■ GIVEN TASK
Copy the material below verbatim, keeping every line unchanged and in its original order.

--- start of RECORDS SHOWN ---

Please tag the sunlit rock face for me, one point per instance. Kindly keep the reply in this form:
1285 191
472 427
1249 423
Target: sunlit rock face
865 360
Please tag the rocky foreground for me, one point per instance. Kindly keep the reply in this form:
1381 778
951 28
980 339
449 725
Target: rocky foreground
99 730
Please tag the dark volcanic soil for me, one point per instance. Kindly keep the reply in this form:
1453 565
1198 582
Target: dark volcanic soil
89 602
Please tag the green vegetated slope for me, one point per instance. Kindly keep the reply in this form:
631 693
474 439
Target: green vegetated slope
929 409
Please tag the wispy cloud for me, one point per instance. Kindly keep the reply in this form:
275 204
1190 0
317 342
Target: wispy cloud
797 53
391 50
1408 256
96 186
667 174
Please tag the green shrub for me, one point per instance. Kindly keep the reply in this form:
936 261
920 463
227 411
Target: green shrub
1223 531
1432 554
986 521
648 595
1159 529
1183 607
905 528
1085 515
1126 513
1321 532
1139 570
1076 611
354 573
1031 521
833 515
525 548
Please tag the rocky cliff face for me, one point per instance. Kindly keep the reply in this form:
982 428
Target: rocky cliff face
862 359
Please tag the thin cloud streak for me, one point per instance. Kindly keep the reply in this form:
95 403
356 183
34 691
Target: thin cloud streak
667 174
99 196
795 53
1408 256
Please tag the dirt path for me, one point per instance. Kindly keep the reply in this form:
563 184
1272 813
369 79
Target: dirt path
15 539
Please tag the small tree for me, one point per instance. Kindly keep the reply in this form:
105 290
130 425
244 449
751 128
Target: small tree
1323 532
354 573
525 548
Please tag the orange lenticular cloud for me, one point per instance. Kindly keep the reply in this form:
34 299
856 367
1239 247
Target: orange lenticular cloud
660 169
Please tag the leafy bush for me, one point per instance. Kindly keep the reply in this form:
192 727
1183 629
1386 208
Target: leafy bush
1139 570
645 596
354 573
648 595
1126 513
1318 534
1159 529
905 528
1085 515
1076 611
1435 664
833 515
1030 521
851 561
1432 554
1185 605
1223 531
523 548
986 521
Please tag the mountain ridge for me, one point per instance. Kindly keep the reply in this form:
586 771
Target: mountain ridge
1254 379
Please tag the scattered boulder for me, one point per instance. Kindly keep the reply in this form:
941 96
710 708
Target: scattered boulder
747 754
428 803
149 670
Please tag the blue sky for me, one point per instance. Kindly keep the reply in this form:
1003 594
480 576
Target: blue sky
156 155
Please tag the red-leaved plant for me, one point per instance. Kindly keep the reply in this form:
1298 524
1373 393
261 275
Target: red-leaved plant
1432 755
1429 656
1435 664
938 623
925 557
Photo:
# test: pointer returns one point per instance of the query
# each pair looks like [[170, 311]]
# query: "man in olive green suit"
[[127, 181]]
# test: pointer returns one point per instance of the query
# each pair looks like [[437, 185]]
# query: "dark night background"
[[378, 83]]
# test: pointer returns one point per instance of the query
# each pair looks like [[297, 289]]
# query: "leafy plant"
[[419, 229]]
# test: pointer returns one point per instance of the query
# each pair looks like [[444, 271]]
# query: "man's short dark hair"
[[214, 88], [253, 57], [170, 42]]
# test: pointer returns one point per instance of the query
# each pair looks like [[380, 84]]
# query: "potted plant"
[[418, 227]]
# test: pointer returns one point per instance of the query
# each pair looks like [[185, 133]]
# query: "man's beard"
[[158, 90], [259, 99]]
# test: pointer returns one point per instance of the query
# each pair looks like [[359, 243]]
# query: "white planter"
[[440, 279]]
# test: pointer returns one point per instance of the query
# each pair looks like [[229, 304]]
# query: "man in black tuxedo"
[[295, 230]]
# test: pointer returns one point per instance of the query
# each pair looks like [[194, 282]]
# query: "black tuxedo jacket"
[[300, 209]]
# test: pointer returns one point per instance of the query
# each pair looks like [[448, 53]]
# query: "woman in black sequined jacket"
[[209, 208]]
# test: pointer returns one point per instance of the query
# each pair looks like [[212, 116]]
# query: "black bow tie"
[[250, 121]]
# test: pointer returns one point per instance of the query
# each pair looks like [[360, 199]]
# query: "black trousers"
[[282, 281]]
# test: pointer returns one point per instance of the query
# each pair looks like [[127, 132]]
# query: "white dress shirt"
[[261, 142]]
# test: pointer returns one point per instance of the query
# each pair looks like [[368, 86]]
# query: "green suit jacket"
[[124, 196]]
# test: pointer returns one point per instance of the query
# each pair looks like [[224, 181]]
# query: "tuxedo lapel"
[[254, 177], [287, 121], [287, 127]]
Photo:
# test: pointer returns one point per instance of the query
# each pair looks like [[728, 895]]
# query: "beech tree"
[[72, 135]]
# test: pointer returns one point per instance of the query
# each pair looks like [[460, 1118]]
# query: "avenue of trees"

--- end of RECORDS SHOWN ---

■ SOLUTION TO THE EXERCISE
Please tag the sunlit rock face for me, one point per instance. Kindly keep the reply in this form:
1285 191
472 427
1249 423
Target: sunlit rock face
865 360
Please tag the rocky foreground for me, one point per instance. Kindly keep the reply in this form:
1381 778
951 28
980 339
449 725
Target: rocky foreground
99 730
Please tag the dark volcanic soil for me, one point per instance. Kindly keep the reply in this form:
1453 565
1198 582
Target: dark volcanic soil
89 602
Please tag the green vegetated slope for me, one point per instance. Kindly keep the reply in this form:
631 693
474 439
Target: green vegetated slope
929 409
Please tag the wispy cloud for me, one point per instance. Kindly keep the reply in this form:
275 204
1190 0
317 342
Target: wispy cloud
797 53
391 50
1408 256
96 186
667 174
Please tag the green shrub for me, one point per instance. Kindly keep the reply in this form:
936 261
920 463
227 411
Target: green shrub
1223 531
1432 554
986 521
648 595
1159 529
1183 607
905 528
1085 515
1126 513
1321 532
1139 570
1076 611
354 573
1031 521
833 515
525 548
Please tag the rocky cliff face for me, one point per instance. Kindly keep the reply in this form:
982 428
Target: rocky cliff face
862 359
Please tag the thin cloud streak for me, one point per instance. Kindly keep the reply in this form:
95 403
356 183
34 691
Target: thin cloud streak
667 174
99 196
795 53
1408 256
Please tag the dirt path for me, one point per instance. Kindly keep the reply in this form:
563 184
1272 813
369 79
Target: dirt path
15 539
Please tag the small tree for me, one point per instance. Kindly keep the reply in this form:
105 290
130 425
244 449
751 128
Target: small tree
1323 532
354 573
525 548
Please tag the orange lenticular cloud for me, one point per instance. Kindly keep the reply in this form:
34 299
856 367
1239 247
Target: orange lenticular cloud
660 169
Please tag the leafy bush for me, one point per instance. Kindly keep the reply in this form:
192 727
1183 629
1386 208
Target: leafy bush
1139 570
645 596
354 573
648 595
1126 513
1318 534
1159 529
905 528
1085 515
1076 611
1435 664
833 515
1030 521
851 561
1432 554
1185 605
1223 531
523 548
986 521
Please tag the mountain ridge for me, one point per instance. Kindly keep the reply in this form:
586 771
Target: mountain ridge
1254 379
Please tag the scattered boulder for me, one point per instance. Kindly keep the reply in this form:
941 96
710 708
Target: scattered boulder
747 754
428 803
149 670
Please tag the blue sky for me, one point per instance. Kindly keep the reply in this form:
1003 594
480 576
Target: blue sky
156 155
Please tag the red-leaved plant for me, one point per instance. Kindly keep the reply in this form:
1298 524
1373 393
261 275
Target: red-leaved plant
1432 755
1429 656
1435 664
938 623
925 557
Photo:
# test: pointer returns one point per instance of the query
# each pair looks like [[170, 311]]
# query: "man in olive green suit"
[[127, 181]]
# test: pointer returns one point per instance of the query
# each pair looks like [[437, 185]]
# query: "dark night background"
[[378, 83]]
# test: pointer returns one point per instance of the query
# each pair looks like [[297, 289]]
# query: "leafy plant"
[[419, 229]]
# test: pointer returns one point per instance of the query
# each pair looks like [[444, 271]]
# query: "man's short dark hair"
[[214, 88], [253, 57], [170, 42]]
# test: pointer returns one point per instance of the query
# each pair looks like [[380, 84]]
# query: "potted plant"
[[418, 227]]
# test: pointer returns one point per instance of the query
# each pair looks like [[185, 133]]
# query: "man's beard"
[[158, 90], [259, 99]]
# test: pointer returns one point per instance of the query
# each pair looks like [[359, 243]]
# query: "white planter"
[[440, 279]]
# test: pointer returns one point per instance of the query
# each pair looks like [[229, 304]]
# query: "man in black tuxedo"
[[295, 230]]
# test: pointer returns one point per instance of the query
# each pair looks like [[194, 282]]
# query: "black tuxedo jacket"
[[300, 209]]
# test: pointer returns one point per instance of the query
# each pair looks like [[448, 53]]
# query: "woman in black sequined jacket"
[[209, 208]]
# test: pointer returns one point per instance of the query
# each pair looks like [[212, 116]]
# query: "black bow tie"
[[250, 121]]
# test: pointer returns one point per instance of the query
# each pair looks like [[360, 199]]
# query: "black trousers"
[[282, 281]]
# test: pointer returns one point per instance of the query
# each pair looks like [[127, 132]]
# query: "white dress shirt"
[[261, 142]]
# test: pointer returns one point per instance of the query
# each pair looks like [[368, 86]]
# query: "green suit jacket"
[[124, 196]]
# test: pointer returns one point per instance of the query
# each pair looks like [[224, 181]]
# query: "tuxedo lapel"
[[254, 177], [287, 121], [287, 127]]
Photo:
# test: pointer returns one point per instance of the query
# each pair looks like [[728, 895]]
# query: "beech tree"
[[72, 135]]
# test: pointer returns one point per instance of the query
# each pair looks like [[460, 1118]]
# query: "avenue of trees"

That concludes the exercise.